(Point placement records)
★ ★ ★ ★ ★ ★ ★

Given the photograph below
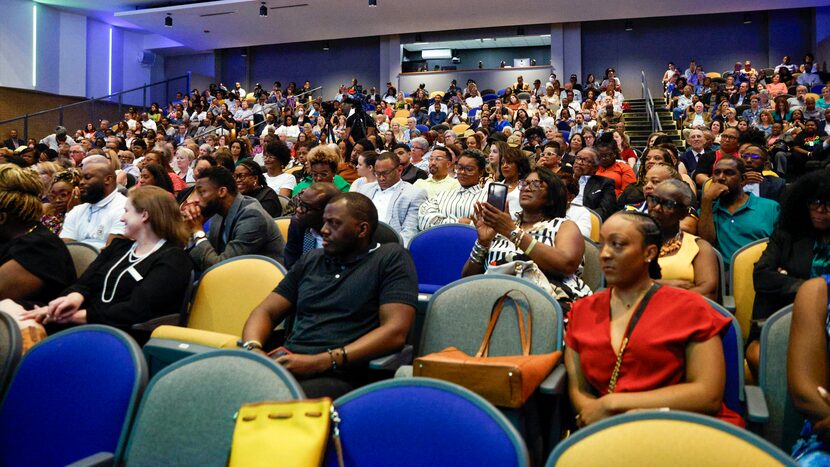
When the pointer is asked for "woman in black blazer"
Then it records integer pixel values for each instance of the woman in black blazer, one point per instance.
(798, 250)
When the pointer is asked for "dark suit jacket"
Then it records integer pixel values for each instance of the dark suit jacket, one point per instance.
(774, 290)
(252, 232)
(599, 195)
(772, 187)
(9, 143)
(688, 159)
(412, 173)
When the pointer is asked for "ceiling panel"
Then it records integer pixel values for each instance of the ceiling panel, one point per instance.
(335, 19)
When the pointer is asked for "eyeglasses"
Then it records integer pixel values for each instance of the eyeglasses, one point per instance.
(467, 169)
(532, 185)
(385, 173)
(666, 203)
(819, 204)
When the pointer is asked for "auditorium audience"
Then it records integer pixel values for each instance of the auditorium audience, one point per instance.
(730, 217)
(396, 201)
(351, 301)
(540, 233)
(807, 363)
(35, 265)
(98, 219)
(595, 192)
(152, 250)
(669, 356)
(238, 224)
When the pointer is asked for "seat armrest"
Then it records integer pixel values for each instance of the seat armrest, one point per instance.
(393, 361)
(404, 371)
(101, 459)
(555, 382)
(729, 303)
(756, 405)
(151, 325)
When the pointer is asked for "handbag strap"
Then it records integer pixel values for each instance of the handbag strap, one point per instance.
(524, 333)
(635, 318)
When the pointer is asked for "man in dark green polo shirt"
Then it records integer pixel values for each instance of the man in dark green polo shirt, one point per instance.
(352, 301)
(729, 217)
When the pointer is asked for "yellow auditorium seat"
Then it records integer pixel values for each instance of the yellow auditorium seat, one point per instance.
(665, 438)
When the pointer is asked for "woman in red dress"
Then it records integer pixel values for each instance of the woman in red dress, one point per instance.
(671, 354)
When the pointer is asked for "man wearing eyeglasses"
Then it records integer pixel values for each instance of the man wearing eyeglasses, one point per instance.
(304, 229)
(759, 181)
(397, 201)
(729, 217)
(439, 171)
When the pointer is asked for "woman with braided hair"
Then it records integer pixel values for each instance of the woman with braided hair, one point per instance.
(35, 265)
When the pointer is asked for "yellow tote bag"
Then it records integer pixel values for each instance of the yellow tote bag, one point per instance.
(283, 433)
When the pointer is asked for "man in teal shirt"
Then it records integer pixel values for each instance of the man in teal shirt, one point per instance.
(731, 218)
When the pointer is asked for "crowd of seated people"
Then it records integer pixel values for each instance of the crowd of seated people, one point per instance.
(183, 189)
(790, 104)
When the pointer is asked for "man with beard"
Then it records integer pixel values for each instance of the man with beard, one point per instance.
(238, 224)
(439, 170)
(98, 219)
(351, 300)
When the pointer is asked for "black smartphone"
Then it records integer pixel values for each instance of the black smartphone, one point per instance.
(497, 195)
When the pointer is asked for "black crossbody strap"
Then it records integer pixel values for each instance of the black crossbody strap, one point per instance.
(635, 318)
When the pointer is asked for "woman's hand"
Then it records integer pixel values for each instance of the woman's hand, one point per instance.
(499, 221)
(594, 411)
(486, 234)
(61, 308)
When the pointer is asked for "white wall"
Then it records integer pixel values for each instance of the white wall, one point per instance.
(16, 40)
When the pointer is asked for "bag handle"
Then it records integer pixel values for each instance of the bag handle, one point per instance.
(524, 333)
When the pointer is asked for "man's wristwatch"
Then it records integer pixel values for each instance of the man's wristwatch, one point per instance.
(249, 345)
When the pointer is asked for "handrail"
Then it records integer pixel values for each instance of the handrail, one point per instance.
(92, 99)
(652, 114)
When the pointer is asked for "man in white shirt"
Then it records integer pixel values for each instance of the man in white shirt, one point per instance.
(456, 206)
(439, 169)
(397, 201)
(98, 219)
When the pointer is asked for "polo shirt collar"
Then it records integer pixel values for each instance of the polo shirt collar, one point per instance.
(105, 202)
(751, 201)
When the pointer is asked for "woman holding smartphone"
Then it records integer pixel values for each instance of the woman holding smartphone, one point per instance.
(540, 233)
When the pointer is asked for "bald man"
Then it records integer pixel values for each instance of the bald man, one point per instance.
(98, 219)
(352, 300)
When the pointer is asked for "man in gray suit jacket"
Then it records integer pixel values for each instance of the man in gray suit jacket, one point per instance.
(238, 224)
(397, 201)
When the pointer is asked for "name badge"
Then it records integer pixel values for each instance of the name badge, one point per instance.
(135, 274)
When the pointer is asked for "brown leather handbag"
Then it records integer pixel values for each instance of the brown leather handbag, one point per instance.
(504, 381)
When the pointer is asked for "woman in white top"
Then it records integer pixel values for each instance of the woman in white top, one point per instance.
(540, 233)
(514, 168)
(183, 162)
(365, 169)
(277, 156)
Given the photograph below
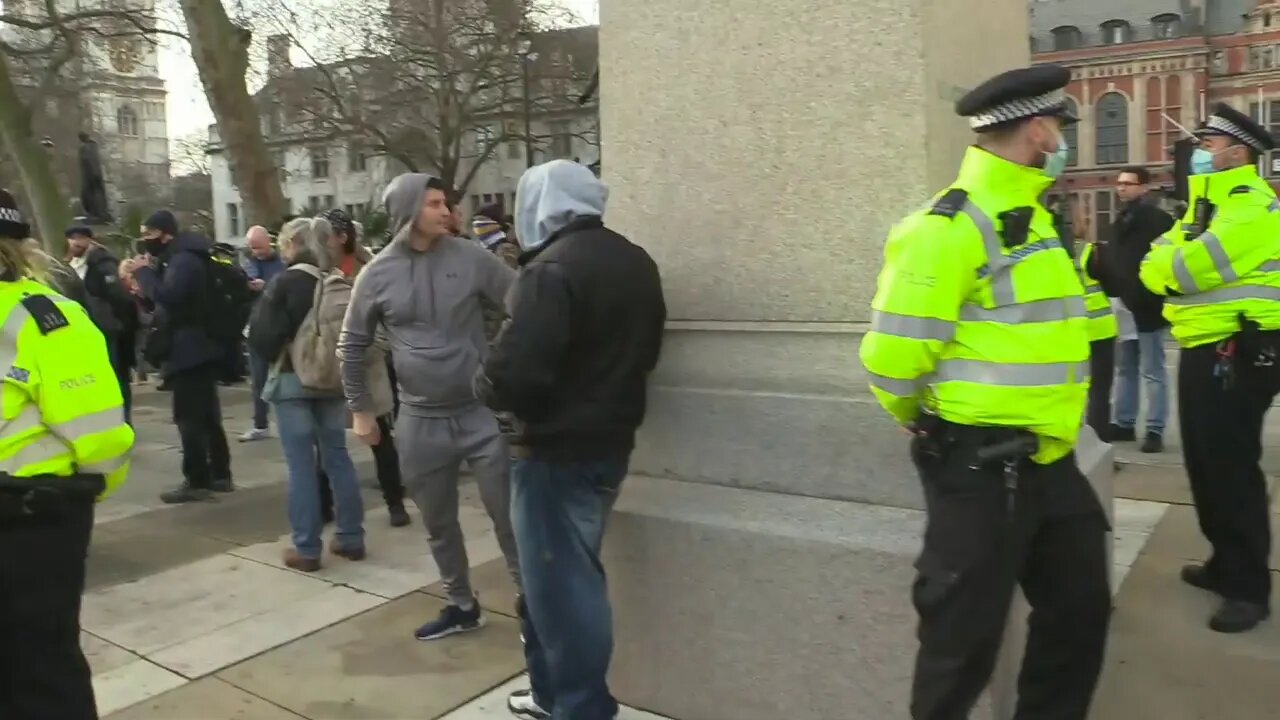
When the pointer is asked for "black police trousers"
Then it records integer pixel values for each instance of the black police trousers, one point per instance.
(1048, 533)
(44, 674)
(1223, 449)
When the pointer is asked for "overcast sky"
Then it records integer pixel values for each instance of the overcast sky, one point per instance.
(188, 110)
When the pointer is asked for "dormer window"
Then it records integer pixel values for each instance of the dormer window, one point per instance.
(1066, 37)
(1168, 26)
(1114, 32)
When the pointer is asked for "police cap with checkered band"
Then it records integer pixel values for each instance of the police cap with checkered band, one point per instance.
(13, 226)
(1018, 95)
(1226, 121)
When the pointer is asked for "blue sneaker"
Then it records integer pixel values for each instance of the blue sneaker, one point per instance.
(451, 621)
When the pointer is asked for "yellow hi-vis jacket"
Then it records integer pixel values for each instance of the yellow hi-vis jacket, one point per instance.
(1097, 305)
(1232, 268)
(977, 332)
(62, 408)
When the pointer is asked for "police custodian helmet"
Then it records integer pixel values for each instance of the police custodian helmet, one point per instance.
(1018, 95)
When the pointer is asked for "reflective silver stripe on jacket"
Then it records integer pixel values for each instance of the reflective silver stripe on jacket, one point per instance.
(1216, 253)
(895, 386)
(912, 327)
(1010, 374)
(1226, 295)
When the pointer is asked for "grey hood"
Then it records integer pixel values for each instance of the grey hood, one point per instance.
(402, 201)
(553, 195)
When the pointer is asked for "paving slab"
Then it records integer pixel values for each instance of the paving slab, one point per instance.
(371, 668)
(1164, 662)
(1178, 538)
(400, 560)
(205, 700)
(493, 705)
(191, 601)
(132, 683)
(128, 552)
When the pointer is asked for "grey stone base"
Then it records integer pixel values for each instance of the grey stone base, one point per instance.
(757, 606)
(752, 605)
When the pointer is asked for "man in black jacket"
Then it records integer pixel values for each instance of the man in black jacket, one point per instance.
(178, 285)
(571, 365)
(1139, 223)
(109, 304)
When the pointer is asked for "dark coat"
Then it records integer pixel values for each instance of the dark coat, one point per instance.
(585, 329)
(1130, 237)
(179, 292)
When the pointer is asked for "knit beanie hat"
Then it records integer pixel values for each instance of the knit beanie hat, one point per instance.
(13, 226)
(161, 220)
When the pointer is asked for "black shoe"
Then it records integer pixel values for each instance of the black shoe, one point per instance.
(1198, 577)
(1152, 443)
(186, 493)
(1238, 616)
(521, 705)
(452, 621)
(1120, 434)
(400, 516)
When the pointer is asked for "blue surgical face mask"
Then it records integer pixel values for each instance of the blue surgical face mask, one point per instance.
(1055, 163)
(1202, 162)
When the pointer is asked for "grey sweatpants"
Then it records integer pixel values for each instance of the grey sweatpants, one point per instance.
(432, 452)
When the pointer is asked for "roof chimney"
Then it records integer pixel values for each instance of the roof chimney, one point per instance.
(278, 55)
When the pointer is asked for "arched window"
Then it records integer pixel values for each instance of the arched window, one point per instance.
(1112, 130)
(1114, 32)
(126, 121)
(1168, 24)
(1072, 135)
(1066, 37)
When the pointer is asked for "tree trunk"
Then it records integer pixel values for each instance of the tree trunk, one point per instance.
(220, 50)
(49, 208)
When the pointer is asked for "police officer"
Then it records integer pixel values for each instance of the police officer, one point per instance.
(63, 445)
(979, 346)
(1104, 329)
(1220, 268)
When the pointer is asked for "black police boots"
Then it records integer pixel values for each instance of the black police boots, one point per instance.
(1238, 616)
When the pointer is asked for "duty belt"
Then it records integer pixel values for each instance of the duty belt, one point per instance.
(46, 495)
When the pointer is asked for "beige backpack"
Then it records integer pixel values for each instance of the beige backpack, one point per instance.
(314, 350)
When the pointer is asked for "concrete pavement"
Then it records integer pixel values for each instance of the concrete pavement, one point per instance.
(190, 615)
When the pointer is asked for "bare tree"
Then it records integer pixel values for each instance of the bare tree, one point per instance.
(220, 49)
(434, 85)
(40, 57)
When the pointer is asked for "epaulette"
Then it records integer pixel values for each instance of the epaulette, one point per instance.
(951, 203)
(46, 313)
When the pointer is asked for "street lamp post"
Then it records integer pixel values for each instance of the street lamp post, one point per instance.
(526, 57)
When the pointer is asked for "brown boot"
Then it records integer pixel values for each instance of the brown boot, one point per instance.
(296, 561)
(352, 554)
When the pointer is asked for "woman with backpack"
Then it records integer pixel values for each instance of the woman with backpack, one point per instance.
(296, 324)
(350, 258)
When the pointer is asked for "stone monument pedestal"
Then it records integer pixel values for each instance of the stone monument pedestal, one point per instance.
(760, 560)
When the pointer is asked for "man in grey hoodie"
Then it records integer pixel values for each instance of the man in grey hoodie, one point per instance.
(425, 288)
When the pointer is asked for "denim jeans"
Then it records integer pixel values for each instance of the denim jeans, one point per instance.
(257, 372)
(1144, 355)
(302, 425)
(558, 514)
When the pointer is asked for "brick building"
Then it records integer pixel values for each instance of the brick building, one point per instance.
(1143, 69)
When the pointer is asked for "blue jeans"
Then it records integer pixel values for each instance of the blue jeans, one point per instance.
(1144, 355)
(304, 425)
(257, 370)
(558, 514)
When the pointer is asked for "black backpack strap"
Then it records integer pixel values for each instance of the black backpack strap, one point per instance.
(951, 203)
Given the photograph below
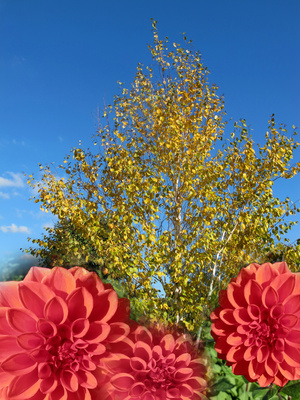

★ ★ ★ ★ ★ ★ ★

AIM OF THE EXERCISE: Pull out every line in the material above that includes the word "chimney", and copy each one in full.

TASK SOLUTION:
When the pointer is asked for "roof chimney"
Then it records integer pixel values for each instance of the roof chimney, one point per instance.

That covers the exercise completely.